** begin RECORDS SHOWN **
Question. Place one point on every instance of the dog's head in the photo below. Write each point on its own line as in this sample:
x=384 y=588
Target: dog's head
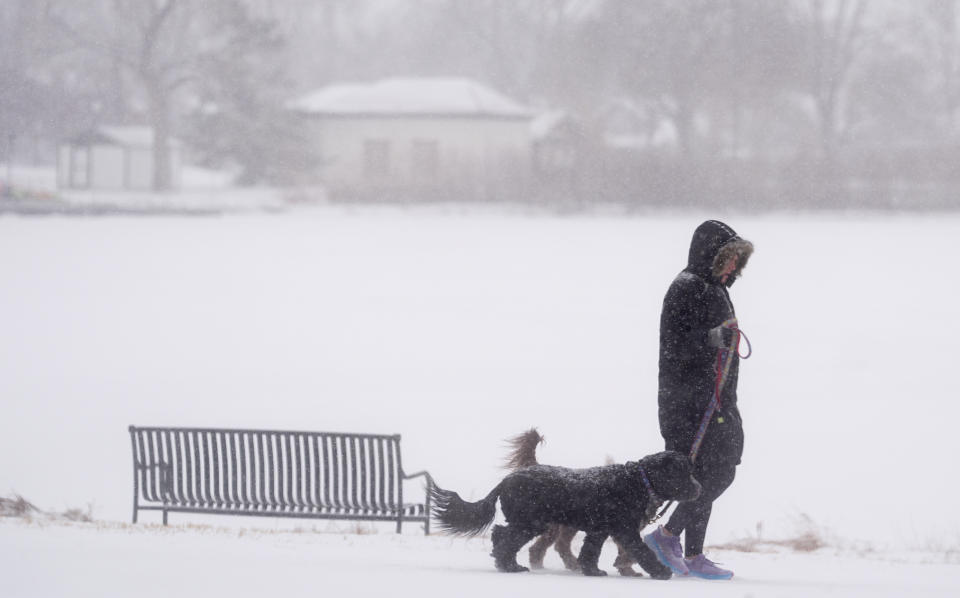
x=671 y=475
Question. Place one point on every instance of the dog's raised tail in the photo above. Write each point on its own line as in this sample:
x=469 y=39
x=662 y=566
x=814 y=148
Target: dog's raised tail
x=458 y=517
x=523 y=449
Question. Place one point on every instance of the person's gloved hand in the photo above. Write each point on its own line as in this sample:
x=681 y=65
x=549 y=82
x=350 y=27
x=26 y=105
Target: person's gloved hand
x=721 y=337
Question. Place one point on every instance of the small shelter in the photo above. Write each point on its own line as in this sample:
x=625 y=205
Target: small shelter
x=417 y=136
x=113 y=158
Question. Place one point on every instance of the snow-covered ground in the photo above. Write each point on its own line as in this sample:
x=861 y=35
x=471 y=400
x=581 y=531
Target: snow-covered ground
x=458 y=328
x=86 y=560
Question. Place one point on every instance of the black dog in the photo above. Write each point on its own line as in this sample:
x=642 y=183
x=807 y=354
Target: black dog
x=613 y=500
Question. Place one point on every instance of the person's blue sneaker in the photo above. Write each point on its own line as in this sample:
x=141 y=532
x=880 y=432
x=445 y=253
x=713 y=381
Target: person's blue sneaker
x=668 y=550
x=702 y=567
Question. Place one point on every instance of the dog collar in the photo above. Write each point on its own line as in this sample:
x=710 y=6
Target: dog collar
x=646 y=482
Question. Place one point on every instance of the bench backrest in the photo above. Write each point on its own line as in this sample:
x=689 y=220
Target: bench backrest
x=269 y=470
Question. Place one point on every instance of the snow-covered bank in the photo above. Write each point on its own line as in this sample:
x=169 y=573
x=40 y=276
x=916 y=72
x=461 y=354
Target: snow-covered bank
x=459 y=329
x=81 y=560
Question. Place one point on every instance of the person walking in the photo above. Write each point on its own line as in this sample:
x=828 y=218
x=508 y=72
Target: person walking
x=694 y=325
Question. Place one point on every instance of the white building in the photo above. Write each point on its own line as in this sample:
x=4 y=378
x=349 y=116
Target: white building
x=417 y=136
x=113 y=158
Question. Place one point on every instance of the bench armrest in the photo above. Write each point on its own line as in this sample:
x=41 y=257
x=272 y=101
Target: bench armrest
x=417 y=475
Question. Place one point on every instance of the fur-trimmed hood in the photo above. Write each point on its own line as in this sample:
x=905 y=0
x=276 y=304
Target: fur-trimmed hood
x=712 y=244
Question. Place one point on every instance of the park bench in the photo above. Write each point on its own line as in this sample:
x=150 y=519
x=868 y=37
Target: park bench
x=316 y=475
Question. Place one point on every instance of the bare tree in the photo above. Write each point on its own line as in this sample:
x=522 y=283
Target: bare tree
x=836 y=39
x=161 y=44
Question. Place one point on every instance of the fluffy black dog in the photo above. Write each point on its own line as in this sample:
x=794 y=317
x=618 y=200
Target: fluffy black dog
x=613 y=500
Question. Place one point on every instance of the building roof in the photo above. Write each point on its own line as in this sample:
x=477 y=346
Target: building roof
x=126 y=136
x=411 y=97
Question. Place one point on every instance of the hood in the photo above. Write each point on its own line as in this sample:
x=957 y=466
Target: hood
x=708 y=240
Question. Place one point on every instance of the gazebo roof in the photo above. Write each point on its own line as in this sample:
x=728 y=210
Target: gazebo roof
x=411 y=97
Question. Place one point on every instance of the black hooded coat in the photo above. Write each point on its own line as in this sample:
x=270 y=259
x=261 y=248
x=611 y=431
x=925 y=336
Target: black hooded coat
x=696 y=302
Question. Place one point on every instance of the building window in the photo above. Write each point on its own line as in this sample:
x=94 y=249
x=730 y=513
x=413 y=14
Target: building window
x=376 y=158
x=80 y=167
x=425 y=160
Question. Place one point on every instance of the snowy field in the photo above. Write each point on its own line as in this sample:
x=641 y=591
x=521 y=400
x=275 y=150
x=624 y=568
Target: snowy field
x=458 y=328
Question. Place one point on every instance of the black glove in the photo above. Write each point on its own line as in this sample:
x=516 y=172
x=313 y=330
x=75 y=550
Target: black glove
x=721 y=337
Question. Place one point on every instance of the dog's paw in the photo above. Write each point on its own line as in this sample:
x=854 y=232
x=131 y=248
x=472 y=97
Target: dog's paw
x=664 y=573
x=511 y=568
x=594 y=572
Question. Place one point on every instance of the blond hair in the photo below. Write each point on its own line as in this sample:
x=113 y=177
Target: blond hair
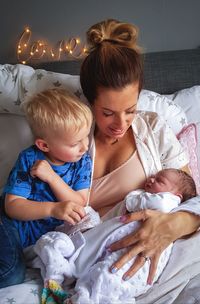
x=54 y=110
x=186 y=184
x=114 y=58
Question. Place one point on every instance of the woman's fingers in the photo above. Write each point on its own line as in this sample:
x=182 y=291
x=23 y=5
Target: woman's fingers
x=126 y=241
x=138 y=216
x=153 y=268
x=138 y=263
x=126 y=257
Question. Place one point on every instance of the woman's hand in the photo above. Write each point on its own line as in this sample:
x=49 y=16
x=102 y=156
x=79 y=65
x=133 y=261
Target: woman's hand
x=158 y=230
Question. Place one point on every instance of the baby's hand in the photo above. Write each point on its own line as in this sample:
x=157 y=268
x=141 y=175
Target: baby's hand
x=42 y=170
x=68 y=211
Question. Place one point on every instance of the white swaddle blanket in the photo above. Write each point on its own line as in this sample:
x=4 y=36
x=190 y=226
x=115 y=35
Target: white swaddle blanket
x=90 y=261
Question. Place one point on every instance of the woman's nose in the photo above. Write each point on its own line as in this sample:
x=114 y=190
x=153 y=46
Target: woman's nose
x=120 y=121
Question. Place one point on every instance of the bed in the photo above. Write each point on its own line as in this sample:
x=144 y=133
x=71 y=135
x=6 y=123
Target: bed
x=172 y=81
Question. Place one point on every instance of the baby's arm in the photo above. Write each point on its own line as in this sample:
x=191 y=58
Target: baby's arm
x=61 y=190
x=20 y=208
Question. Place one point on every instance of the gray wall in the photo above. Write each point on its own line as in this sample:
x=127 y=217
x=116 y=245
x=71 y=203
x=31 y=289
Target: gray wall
x=164 y=24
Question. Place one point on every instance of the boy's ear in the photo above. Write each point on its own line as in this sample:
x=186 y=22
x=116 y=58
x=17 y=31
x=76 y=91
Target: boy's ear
x=42 y=145
x=180 y=195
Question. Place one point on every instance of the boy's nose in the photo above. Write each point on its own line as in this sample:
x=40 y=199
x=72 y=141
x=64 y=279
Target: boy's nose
x=152 y=179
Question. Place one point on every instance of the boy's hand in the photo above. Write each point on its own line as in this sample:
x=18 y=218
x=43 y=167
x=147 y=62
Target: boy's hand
x=42 y=170
x=68 y=211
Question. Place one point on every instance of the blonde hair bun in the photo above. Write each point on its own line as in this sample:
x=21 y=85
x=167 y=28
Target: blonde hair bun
x=114 y=32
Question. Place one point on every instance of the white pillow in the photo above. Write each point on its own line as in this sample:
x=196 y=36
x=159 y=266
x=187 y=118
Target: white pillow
x=15 y=135
x=19 y=82
x=189 y=100
x=170 y=111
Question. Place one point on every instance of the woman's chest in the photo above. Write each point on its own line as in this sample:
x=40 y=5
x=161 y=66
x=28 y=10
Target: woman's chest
x=108 y=159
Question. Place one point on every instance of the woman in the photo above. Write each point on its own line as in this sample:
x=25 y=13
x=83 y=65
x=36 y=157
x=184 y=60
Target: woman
x=128 y=146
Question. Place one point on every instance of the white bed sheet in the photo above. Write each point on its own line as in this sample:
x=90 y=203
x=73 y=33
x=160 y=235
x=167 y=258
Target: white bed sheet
x=179 y=283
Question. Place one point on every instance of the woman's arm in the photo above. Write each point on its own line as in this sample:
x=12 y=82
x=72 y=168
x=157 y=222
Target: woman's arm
x=22 y=209
x=158 y=231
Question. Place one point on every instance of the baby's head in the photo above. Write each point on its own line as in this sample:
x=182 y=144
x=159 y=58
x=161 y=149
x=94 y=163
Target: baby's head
x=174 y=181
x=60 y=123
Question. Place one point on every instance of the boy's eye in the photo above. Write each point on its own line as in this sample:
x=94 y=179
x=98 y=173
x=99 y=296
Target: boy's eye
x=130 y=112
x=107 y=114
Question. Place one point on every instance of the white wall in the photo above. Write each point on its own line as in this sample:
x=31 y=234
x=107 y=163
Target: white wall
x=164 y=24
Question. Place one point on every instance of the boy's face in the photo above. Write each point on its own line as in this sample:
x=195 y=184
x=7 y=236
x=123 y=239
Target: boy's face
x=163 y=181
x=67 y=146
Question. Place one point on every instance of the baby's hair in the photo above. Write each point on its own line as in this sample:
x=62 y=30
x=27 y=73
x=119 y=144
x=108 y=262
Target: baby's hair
x=114 y=59
x=55 y=110
x=186 y=184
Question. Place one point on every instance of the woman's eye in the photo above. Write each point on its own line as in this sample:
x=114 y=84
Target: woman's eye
x=107 y=114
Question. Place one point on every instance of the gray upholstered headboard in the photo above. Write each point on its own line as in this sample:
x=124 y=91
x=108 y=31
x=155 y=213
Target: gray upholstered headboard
x=165 y=72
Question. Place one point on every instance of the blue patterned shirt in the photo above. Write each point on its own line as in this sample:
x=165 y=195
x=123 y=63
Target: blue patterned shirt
x=76 y=174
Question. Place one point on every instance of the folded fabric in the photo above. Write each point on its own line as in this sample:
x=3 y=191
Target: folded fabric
x=53 y=293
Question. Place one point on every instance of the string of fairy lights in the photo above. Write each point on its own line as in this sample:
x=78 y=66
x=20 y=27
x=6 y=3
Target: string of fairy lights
x=28 y=50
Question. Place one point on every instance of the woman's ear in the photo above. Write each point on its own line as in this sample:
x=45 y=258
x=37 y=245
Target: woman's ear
x=42 y=145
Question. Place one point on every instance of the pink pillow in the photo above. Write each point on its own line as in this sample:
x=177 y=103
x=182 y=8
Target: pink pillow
x=188 y=139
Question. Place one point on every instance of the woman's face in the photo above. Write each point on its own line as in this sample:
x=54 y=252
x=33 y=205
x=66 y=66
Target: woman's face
x=114 y=110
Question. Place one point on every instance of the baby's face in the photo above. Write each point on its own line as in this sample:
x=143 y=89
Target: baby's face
x=68 y=146
x=163 y=181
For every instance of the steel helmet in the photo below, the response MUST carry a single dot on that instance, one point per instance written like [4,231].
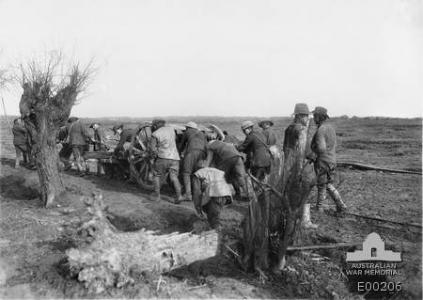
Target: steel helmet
[301,108]
[191,124]
[247,124]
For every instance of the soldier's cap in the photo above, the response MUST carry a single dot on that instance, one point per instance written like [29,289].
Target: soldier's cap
[72,119]
[218,131]
[261,123]
[116,127]
[320,110]
[191,124]
[301,109]
[156,122]
[247,124]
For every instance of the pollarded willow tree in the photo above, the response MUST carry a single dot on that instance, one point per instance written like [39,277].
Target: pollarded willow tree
[50,91]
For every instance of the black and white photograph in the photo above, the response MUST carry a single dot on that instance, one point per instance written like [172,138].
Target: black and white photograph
[211,149]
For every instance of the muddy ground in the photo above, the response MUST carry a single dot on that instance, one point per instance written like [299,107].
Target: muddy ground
[32,244]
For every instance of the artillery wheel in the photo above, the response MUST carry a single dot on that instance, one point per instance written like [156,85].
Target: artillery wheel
[140,162]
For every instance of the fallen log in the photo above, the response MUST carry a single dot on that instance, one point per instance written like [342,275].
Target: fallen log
[105,257]
[360,166]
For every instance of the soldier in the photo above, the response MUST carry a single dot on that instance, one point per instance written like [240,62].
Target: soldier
[229,138]
[163,144]
[20,141]
[210,193]
[194,144]
[125,137]
[323,146]
[99,137]
[301,121]
[268,132]
[225,157]
[78,136]
[255,145]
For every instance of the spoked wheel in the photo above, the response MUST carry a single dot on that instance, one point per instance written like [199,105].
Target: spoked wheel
[140,162]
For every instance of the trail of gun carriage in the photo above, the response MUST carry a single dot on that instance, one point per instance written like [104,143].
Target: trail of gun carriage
[202,207]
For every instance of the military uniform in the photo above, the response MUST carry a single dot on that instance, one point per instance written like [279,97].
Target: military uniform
[194,142]
[167,161]
[125,137]
[260,158]
[323,146]
[210,193]
[270,136]
[227,158]
[99,139]
[78,135]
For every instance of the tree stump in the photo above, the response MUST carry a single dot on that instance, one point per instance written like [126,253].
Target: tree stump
[104,257]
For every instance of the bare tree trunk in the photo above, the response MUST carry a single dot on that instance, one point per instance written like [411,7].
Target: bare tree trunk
[296,182]
[43,136]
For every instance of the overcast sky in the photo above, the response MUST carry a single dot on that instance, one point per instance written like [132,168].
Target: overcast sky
[229,57]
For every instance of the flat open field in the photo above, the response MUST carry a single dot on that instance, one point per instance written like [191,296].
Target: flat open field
[31,243]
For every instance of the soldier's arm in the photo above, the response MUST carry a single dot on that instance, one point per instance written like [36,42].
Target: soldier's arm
[209,157]
[243,147]
[196,195]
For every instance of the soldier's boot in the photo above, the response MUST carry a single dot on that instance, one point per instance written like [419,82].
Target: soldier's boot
[321,197]
[17,162]
[187,186]
[156,193]
[177,186]
[306,219]
[334,194]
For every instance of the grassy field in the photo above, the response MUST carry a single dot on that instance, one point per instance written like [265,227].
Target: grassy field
[30,245]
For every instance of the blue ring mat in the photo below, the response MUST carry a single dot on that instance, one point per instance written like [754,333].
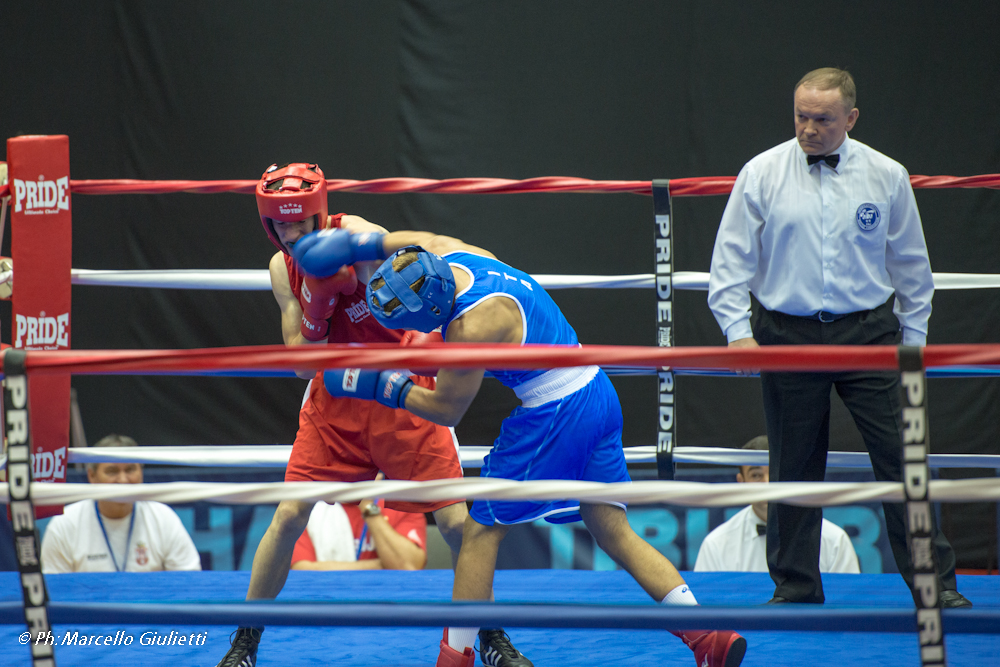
** end RECORDS SHOWN **
### [WHAT YOU ARE ASKED TO DO]
Transcribe everything from the line that contains "the white building" down to the line that contains "x=316 y=475", keeping each line as it stands.

### [EXERCISE RESULT]
Question. Place one point on every instance of the white building in the photo above. Write each point on its own line as in this sample:
x=4 y=378
x=349 y=116
Target: white building
x=417 y=136
x=113 y=158
Question. Place one point on every instance of the bench armrest in the photo above. Write each point on its own line as in this sample:
x=41 y=257
x=272 y=101
Target: bench armrest
x=417 y=475
Question. Place one point on every instance of the fur-trimmed hood in the photo above. Write each point on its own line as in this sample:
x=905 y=0
x=276 y=304
Target: fur-trimmed hood
x=712 y=244
Question. Place one point on every instance of the park bench in the photo above. Write each point on its own line as in this sample:
x=150 y=519
x=868 y=37
Target: park bench
x=316 y=475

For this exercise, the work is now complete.